[Position annotation records]
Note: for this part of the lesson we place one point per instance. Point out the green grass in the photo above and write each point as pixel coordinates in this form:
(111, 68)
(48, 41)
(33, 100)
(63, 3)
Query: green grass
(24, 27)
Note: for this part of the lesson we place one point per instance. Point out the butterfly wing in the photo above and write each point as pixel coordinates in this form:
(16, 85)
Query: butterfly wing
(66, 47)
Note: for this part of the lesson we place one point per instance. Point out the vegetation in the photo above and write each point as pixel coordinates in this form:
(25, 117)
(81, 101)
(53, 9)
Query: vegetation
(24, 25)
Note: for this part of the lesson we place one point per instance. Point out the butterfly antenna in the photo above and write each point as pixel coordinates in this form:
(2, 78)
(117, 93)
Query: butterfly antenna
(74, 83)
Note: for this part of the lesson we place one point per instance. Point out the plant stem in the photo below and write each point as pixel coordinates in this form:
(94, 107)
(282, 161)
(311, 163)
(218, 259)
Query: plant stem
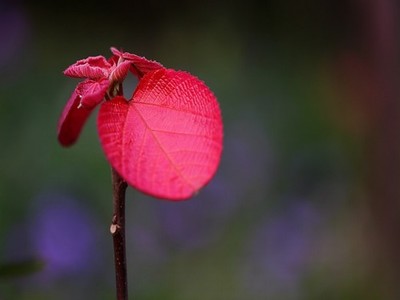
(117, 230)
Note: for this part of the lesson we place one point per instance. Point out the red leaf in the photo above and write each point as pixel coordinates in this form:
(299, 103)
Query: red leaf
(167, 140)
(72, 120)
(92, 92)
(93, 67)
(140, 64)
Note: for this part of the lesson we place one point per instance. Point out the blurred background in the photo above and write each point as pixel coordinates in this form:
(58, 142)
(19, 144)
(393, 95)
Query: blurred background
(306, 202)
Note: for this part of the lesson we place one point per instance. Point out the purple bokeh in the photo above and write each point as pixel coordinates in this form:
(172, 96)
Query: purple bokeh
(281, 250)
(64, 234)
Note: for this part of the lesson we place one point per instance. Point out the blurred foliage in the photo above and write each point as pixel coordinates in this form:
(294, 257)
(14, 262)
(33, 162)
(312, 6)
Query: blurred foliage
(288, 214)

---

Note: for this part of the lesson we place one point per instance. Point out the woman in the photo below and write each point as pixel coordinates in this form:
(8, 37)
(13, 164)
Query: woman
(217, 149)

--

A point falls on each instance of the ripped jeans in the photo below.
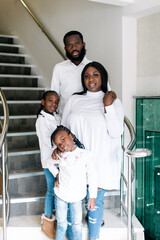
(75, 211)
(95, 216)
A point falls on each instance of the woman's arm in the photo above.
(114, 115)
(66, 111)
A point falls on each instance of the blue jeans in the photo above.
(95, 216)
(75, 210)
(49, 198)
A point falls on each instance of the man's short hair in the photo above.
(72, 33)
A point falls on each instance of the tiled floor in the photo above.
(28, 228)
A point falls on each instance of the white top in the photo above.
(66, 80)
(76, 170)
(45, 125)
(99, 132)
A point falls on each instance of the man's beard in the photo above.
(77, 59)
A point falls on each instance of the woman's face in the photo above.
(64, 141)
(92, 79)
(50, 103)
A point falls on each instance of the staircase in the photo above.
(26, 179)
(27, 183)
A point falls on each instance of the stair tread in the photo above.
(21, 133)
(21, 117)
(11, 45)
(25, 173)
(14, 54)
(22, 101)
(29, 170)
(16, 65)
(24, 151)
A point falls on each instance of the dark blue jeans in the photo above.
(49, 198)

Exercise prompt> List every line in the data above that contains the word "falls", treating uppercase and lowercase as different.

Solution for this task>
A point falls on each instance of the ripped jeans in the photo below.
A point falls on each instance of the woman's arm in the photo above.
A point falls on each instance of the blue jeans in the photo above.
A point falls on each instance of the man's short hair in the photo above.
A point falls on each instance of the tiled floor in the photo above.
A point falls on each instance of the white top in the photo above.
A point falls on each instance of the man's beard in the photo above.
A point falls on each instance of the woman's face in the photo above.
A point falls on each instance of the staircase in the photo above.
A point falls on each instance of the stair tread in the photo above.
A point falls on each instance of the dark blue jeans in the photo above.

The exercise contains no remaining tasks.